Some mosses and lichens are able to obtain water from the ground by rhizoids and fungal hyphae via capillary forces but not via xylem vessels. Among flowering plants, there are also a few species that are desiccation tolerant—for example, Myrothamnus flabelliformis from the Namib Desert; Borya spp., native to Australia; and Craterostigma plantagineum in Africa, as described by Ziegler and Vieweg (1970) and Gaff (1971). These angiosperms, however, differ from non-vascular plants in that they cannot be activated by dew and high humidity as they have a cuticle, which restricts water uptake via the shoot (see also Burkhardt (2010)). These species are activated by water uptake through roots only.
2. Desiccation-intolerant, homoiohydric plants are able to maintain a high and almost constant tissue water content that is independent of the conditions in the surrounding environment. There is a partitioning of labour between organs (Fig. 10.2): roots are specialised in uptake of water, the stem transports water and the green tissue (which may be leaves, phyllodes or phyl- loclades) assimilates CO2 at the cost of evaporation. Homoiohydric plants have large vacuoles in their cells, which function, within a certain range, as short-term buffers for the cellular water status and thus stabilise the cell and plant water balance.
The leaf surface is covered with a cuticle composed of a lipophilic polymer, which is impermeable to CO2 and H2O but permeable to O2. The leaf is connected to the free atmosphere via stomata, of which the aperture can be regulated. However, one developmental stage of intensive dehydration of cells also remains in these homoiohydric plants: the seed. In environments with high air humidity and low rainfall (e.g. the fog desert of the Namib, where there is no precipitation except for dew), higher plants are inferior— with respect to cover and growth—to lower plants (Fig. 10.1b).

-- Exercise 1 --
Answer these questions from the passage on plant water relations, one line each.
(a) Which organ of homoiohydric plants is specialised in water uptake?
(b) Which gas can pass through the cuticle?
(c) Which developmental stage of intensive cell dehydration remains in homoiohydric plants?
-- Exercise 2 --
Render this sentence from the passage on plant water relations in Spanish: "These species are activated by water uptake through roots only."
-- Exercise 3 --
Decide whether each statement agrees with the passage on plant water relations. Answer yes or no, and quote the words that settle it.
(a) Myrothamnus flabelliformis comes from the Namib Desert.
(b) The leaf cuticle lets CO2 pass through.
(c) Desiccation-tolerant flowering plants can be activated by dew.

-- Provided records --
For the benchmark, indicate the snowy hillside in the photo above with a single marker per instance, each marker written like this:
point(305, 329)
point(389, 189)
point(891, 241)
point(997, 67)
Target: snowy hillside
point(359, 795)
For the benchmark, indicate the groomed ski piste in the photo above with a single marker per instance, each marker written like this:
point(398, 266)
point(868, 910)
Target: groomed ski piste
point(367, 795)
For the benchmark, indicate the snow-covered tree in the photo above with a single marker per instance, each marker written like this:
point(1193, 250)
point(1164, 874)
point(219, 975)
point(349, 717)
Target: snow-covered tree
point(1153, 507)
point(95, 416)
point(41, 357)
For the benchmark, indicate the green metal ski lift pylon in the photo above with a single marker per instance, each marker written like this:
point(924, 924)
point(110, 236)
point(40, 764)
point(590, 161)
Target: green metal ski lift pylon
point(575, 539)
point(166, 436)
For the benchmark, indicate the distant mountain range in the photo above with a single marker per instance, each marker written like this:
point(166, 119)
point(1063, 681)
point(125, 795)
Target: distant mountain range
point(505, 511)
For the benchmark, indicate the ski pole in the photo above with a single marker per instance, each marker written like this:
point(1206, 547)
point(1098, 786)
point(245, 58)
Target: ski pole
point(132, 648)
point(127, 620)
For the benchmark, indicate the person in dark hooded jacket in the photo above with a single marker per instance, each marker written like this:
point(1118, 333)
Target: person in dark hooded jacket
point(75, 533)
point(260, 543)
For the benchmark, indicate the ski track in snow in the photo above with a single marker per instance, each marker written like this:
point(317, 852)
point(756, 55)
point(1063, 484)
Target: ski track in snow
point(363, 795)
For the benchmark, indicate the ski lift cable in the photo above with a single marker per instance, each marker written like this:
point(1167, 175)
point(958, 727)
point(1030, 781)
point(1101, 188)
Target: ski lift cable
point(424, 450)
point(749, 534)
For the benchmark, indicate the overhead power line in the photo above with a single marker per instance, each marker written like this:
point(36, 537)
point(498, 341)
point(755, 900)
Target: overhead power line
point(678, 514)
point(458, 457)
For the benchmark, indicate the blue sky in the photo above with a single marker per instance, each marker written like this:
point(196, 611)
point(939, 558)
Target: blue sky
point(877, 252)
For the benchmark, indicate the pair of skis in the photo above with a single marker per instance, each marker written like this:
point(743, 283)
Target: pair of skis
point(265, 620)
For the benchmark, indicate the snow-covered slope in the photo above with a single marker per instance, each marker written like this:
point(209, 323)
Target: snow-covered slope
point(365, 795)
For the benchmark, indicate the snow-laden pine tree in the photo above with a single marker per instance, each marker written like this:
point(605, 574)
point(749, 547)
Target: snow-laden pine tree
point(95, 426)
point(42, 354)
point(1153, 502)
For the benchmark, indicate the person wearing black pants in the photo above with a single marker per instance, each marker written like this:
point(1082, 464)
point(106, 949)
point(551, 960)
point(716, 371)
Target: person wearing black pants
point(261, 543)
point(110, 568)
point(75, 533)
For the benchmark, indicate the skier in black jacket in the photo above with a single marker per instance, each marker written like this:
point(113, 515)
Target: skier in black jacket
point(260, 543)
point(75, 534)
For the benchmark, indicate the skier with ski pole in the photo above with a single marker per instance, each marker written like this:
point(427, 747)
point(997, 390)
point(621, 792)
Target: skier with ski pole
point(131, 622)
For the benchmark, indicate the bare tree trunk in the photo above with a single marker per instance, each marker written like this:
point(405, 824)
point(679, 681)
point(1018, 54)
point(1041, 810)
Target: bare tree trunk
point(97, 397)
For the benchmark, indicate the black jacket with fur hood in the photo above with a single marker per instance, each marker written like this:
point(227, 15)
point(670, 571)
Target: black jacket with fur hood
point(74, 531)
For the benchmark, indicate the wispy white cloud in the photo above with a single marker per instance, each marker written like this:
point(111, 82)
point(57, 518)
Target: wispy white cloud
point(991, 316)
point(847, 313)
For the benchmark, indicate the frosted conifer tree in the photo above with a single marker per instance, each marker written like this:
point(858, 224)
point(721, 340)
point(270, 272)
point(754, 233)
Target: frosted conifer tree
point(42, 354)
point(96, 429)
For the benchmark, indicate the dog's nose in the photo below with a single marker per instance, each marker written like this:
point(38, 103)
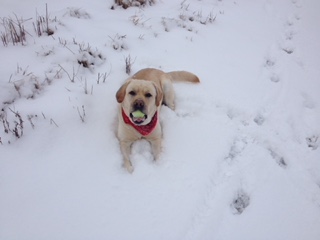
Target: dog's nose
point(138, 104)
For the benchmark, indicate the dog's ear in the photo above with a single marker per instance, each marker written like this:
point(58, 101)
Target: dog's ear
point(159, 96)
point(121, 93)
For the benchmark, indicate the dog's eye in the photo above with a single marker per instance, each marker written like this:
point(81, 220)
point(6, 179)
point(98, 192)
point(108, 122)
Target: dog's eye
point(132, 93)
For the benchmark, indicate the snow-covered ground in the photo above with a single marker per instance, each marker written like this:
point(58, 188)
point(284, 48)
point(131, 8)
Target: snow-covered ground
point(241, 154)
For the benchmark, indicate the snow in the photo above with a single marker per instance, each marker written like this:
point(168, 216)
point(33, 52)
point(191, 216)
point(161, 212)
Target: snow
point(240, 153)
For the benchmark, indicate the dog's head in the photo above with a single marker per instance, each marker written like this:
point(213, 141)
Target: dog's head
point(141, 95)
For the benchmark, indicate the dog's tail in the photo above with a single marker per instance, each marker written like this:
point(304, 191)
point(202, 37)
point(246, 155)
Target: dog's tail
point(183, 76)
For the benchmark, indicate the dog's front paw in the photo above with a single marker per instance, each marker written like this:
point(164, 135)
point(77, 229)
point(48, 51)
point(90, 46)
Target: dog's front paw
point(128, 165)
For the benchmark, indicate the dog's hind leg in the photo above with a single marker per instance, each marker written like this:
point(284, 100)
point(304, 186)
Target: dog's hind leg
point(168, 93)
point(125, 147)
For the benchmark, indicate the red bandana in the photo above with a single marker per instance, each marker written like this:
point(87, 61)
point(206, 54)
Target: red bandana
point(143, 129)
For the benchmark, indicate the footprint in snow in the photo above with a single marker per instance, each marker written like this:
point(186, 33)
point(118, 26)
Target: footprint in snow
point(278, 158)
point(240, 202)
point(313, 142)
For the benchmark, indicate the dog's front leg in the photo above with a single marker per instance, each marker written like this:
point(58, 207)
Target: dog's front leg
point(125, 147)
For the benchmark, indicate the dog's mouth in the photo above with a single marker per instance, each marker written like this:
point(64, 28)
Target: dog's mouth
point(138, 120)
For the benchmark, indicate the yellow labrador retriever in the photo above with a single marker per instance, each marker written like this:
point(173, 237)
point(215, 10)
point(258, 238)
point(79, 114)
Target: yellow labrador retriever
point(140, 99)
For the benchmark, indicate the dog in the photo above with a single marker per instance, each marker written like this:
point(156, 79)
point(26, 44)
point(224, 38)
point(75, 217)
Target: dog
point(140, 99)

-- Task solution 1 --
(a) Roots.
(b) O2.
(c) The seed.

-- Task solution 2 --
Estas especies se activan únicamente mediante la absorción de agua a través de las raíces.

-- Task solution 3 --
(a) Yes: "Myrothamnus flabelliformis from the Namib Desert"
(b) No: "impermeable to CO2 and H2O but permeable to O2"
(c) No: "they cannot be activated by dew and high humidity"